(Collection entries)
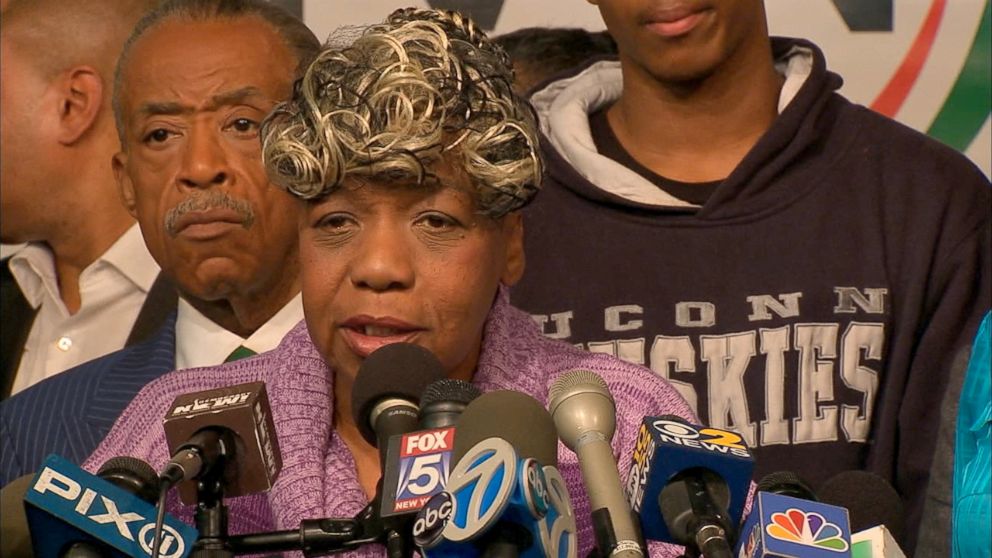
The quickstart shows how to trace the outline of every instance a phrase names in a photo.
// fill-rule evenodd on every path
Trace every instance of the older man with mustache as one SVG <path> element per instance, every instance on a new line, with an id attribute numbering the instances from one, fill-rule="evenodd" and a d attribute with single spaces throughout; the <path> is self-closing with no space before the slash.
<path id="1" fill-rule="evenodd" d="M 258 128 L 319 47 L 261 0 L 171 0 L 135 27 L 115 76 L 113 169 L 178 311 L 148 342 L 0 404 L 0 485 L 51 452 L 84 459 L 152 379 L 270 350 L 303 318 L 298 205 L 269 183 Z"/>

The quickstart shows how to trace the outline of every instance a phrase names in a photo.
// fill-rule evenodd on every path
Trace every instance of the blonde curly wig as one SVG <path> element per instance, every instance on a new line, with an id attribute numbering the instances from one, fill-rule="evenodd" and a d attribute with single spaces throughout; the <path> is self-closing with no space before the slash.
<path id="1" fill-rule="evenodd" d="M 344 47 L 330 46 L 262 126 L 271 180 L 327 196 L 349 175 L 436 182 L 461 163 L 482 213 L 523 207 L 541 183 L 537 125 L 514 95 L 506 53 L 457 12 L 393 12 Z"/>

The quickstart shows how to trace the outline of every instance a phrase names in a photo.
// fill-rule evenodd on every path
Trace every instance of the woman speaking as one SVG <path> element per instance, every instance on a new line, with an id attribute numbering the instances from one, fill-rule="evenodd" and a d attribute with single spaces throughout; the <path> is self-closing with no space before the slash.
<path id="1" fill-rule="evenodd" d="M 563 373 L 595 372 L 616 400 L 613 449 L 625 474 L 645 415 L 691 420 L 692 412 L 651 371 L 547 339 L 510 306 L 507 287 L 524 271 L 519 210 L 537 194 L 542 168 L 535 120 L 511 90 L 506 55 L 468 19 L 427 10 L 399 10 L 350 44 L 335 42 L 262 129 L 272 181 L 305 206 L 305 322 L 273 351 L 146 386 L 87 468 L 119 455 L 159 468 L 169 459 L 159 423 L 176 396 L 264 381 L 283 469 L 269 493 L 227 502 L 231 532 L 354 517 L 374 495 L 380 466 L 352 418 L 352 386 L 370 353 L 406 342 L 429 349 L 450 378 L 545 404 Z M 558 454 L 585 556 L 588 499 L 575 455 L 561 444 Z M 168 504 L 192 516 L 176 497 Z"/>

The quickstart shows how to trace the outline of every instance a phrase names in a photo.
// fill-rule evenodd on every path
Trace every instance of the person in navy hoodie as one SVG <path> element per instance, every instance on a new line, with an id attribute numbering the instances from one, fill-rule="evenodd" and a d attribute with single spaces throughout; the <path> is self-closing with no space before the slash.
<path id="1" fill-rule="evenodd" d="M 990 304 L 990 188 L 837 93 L 760 0 L 600 0 L 619 60 L 534 91 L 547 180 L 511 292 L 736 430 L 756 477 L 867 469 L 911 553 L 940 402 Z"/>

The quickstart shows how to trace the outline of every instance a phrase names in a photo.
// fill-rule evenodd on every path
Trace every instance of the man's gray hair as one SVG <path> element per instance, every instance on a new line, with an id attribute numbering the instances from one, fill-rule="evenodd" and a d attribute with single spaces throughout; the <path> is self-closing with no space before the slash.
<path id="1" fill-rule="evenodd" d="M 134 43 L 149 29 L 168 19 L 210 21 L 245 17 L 257 17 L 265 21 L 282 37 L 296 56 L 297 67 L 294 78 L 299 77 L 303 69 L 320 50 L 320 41 L 313 34 L 313 31 L 297 17 L 265 0 L 166 0 L 138 21 L 124 43 L 124 49 L 117 61 L 117 70 L 114 72 L 113 107 L 117 134 L 120 136 L 122 148 L 125 146 L 124 114 L 121 107 L 123 72 Z"/>

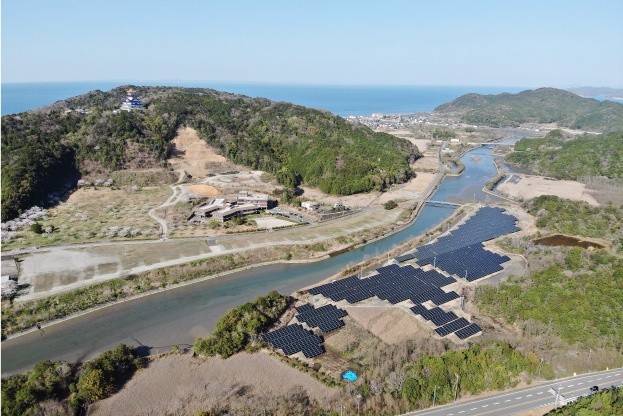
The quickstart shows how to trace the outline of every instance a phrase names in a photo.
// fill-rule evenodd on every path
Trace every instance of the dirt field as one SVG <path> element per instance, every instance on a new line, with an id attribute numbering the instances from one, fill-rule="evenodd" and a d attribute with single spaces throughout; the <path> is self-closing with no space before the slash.
<path id="1" fill-rule="evenodd" d="M 178 130 L 173 139 L 173 157 L 168 162 L 175 170 L 184 170 L 193 178 L 203 178 L 215 169 L 235 169 L 227 158 L 215 152 L 197 132 L 184 127 Z"/>
<path id="2" fill-rule="evenodd" d="M 26 300 L 130 273 L 191 261 L 211 253 L 205 241 L 117 244 L 82 249 L 50 248 L 24 257 L 20 283 L 31 284 Z"/>
<path id="3" fill-rule="evenodd" d="M 287 227 L 288 225 L 294 225 L 296 223 L 291 221 L 282 220 L 280 218 L 254 218 L 253 221 L 257 223 L 258 228 L 277 228 L 277 227 Z"/>
<path id="4" fill-rule="evenodd" d="M 214 196 L 222 194 L 220 190 L 210 185 L 186 185 L 186 189 L 193 194 L 201 196 Z"/>
<path id="5" fill-rule="evenodd" d="M 575 181 L 546 179 L 541 176 L 509 175 L 498 190 L 513 198 L 532 199 L 541 195 L 556 195 L 573 201 L 585 201 L 599 206 L 597 200 L 586 189 L 586 185 Z"/>
<path id="6" fill-rule="evenodd" d="M 258 371 L 259 370 L 259 371 Z M 310 398 L 326 402 L 336 392 L 267 353 L 239 353 L 226 360 L 170 356 L 151 362 L 117 394 L 89 414 L 197 414 L 224 404 L 230 395 L 280 395 L 302 386 Z"/>
<path id="7" fill-rule="evenodd" d="M 395 306 L 352 306 L 344 309 L 359 325 L 387 344 L 398 344 L 430 334 L 430 329 L 422 328 L 413 314 Z"/>

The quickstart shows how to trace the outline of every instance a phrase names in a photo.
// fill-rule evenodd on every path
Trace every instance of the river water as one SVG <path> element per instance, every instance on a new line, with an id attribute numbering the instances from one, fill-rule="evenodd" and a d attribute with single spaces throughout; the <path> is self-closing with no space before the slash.
<path id="1" fill-rule="evenodd" d="M 464 173 L 447 177 L 431 200 L 500 202 L 501 199 L 482 192 L 484 184 L 497 174 L 490 152 L 490 148 L 482 147 L 464 155 Z M 197 337 L 205 337 L 214 330 L 228 309 L 271 290 L 288 294 L 320 282 L 349 265 L 422 235 L 452 212 L 450 208 L 425 206 L 416 221 L 403 231 L 321 262 L 246 270 L 115 304 L 4 341 L 2 374 L 27 370 L 44 360 L 86 360 L 119 343 L 142 346 L 144 352 L 150 353 L 165 352 L 173 345 L 190 345 Z"/>

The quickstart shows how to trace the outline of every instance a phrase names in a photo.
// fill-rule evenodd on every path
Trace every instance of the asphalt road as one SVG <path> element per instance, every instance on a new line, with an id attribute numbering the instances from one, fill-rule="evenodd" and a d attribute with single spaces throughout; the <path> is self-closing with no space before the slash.
<path id="1" fill-rule="evenodd" d="M 571 402 L 579 396 L 591 394 L 592 386 L 599 389 L 623 385 L 623 368 L 582 374 L 565 379 L 550 381 L 539 386 L 527 387 L 512 392 L 501 393 L 483 399 L 437 406 L 419 412 L 407 413 L 408 416 L 509 416 L 526 410 L 544 406 L 553 406 L 556 397 L 550 389 L 559 391 L 559 405 Z"/>

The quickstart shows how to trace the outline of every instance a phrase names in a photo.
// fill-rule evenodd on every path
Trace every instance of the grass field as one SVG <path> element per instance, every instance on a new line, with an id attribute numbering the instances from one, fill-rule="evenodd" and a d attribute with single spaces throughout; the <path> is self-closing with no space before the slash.
<path id="1" fill-rule="evenodd" d="M 2 245 L 3 250 L 28 246 L 82 243 L 99 240 L 155 238 L 159 225 L 149 217 L 150 209 L 171 195 L 166 186 L 139 191 L 111 188 L 81 188 L 67 201 L 48 210 L 48 219 L 40 221 L 47 234 L 24 228 L 17 238 Z"/>

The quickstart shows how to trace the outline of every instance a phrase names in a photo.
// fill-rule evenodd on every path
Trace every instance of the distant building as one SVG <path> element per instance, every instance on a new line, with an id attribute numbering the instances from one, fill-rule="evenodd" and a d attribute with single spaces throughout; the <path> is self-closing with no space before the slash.
<path id="1" fill-rule="evenodd" d="M 308 211 L 315 211 L 318 209 L 318 203 L 314 201 L 301 202 L 301 206 Z"/>
<path id="2" fill-rule="evenodd" d="M 225 202 L 225 198 L 216 198 L 209 203 L 203 204 L 199 208 L 196 208 L 193 212 L 193 216 L 198 218 L 207 218 L 211 216 L 214 211 L 218 211 L 229 206 L 231 206 L 231 204 Z"/>
<path id="3" fill-rule="evenodd" d="M 275 201 L 268 199 L 268 195 L 253 195 L 247 191 L 240 191 L 235 202 L 226 202 L 225 198 L 215 198 L 195 208 L 189 220 L 212 218 L 214 221 L 225 222 L 235 217 L 257 214 L 270 209 L 274 203 Z"/>
<path id="4" fill-rule="evenodd" d="M 236 217 L 244 217 L 245 215 L 258 214 L 260 211 L 264 210 L 255 204 L 243 204 L 243 205 L 231 205 L 227 208 L 223 208 L 212 213 L 212 219 L 218 222 L 229 221 L 232 218 Z"/>
<path id="5" fill-rule="evenodd" d="M 130 88 L 127 91 L 125 100 L 123 100 L 123 102 L 121 103 L 121 107 L 119 108 L 120 110 L 132 111 L 132 110 L 144 110 L 145 109 L 145 106 L 143 105 L 141 100 L 136 98 L 136 95 L 134 94 L 135 92 L 136 91 L 134 91 L 132 88 Z"/>
<path id="6" fill-rule="evenodd" d="M 263 209 L 270 209 L 273 207 L 273 202 L 274 201 L 268 199 L 268 195 L 253 195 L 247 191 L 238 192 L 238 204 L 254 204 Z"/>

» Exercise brief: Beginning at the line where "Trace every instance of the distant" appears, extract each line through the end of the data above; keep them exact and include nothing else.

» Response to the task:
Trace every instance of the distant building as one SVG <path> element per instance, every instance on a new line, with an id attribute numbering the instances from one, fill-rule="evenodd" and a d attribute with single spaces throughout; the <path> is self-closing with no space before the slash.
<path id="1" fill-rule="evenodd" d="M 308 211 L 315 211 L 318 209 L 318 203 L 314 201 L 301 202 L 301 206 Z"/>
<path id="2" fill-rule="evenodd" d="M 225 202 L 225 198 L 216 198 L 209 203 L 203 204 L 199 208 L 196 208 L 193 212 L 193 216 L 198 218 L 207 218 L 211 216 L 214 211 L 218 211 L 229 206 L 231 206 L 231 204 Z"/>
<path id="3" fill-rule="evenodd" d="M 275 201 L 268 199 L 268 195 L 253 195 L 247 191 L 240 191 L 235 202 L 226 202 L 225 198 L 215 198 L 195 208 L 189 220 L 212 218 L 214 221 L 225 222 L 235 217 L 257 214 L 270 209 L 274 203 Z"/>
<path id="4" fill-rule="evenodd" d="M 236 217 L 244 217 L 245 215 L 258 214 L 260 211 L 264 210 L 255 204 L 243 204 L 243 205 L 231 205 L 227 208 L 223 208 L 212 213 L 212 219 L 218 222 L 229 221 L 232 218 Z"/>
<path id="5" fill-rule="evenodd" d="M 130 88 L 127 91 L 125 100 L 123 100 L 123 102 L 121 103 L 121 107 L 119 108 L 120 110 L 132 111 L 132 110 L 144 110 L 145 109 L 145 106 L 143 105 L 141 100 L 136 98 L 136 95 L 134 94 L 135 92 L 136 91 L 134 91 L 132 88 Z"/>
<path id="6" fill-rule="evenodd" d="M 263 209 L 270 209 L 273 207 L 273 202 L 274 201 L 268 199 L 268 195 L 253 195 L 247 191 L 238 192 L 238 204 L 254 204 Z"/>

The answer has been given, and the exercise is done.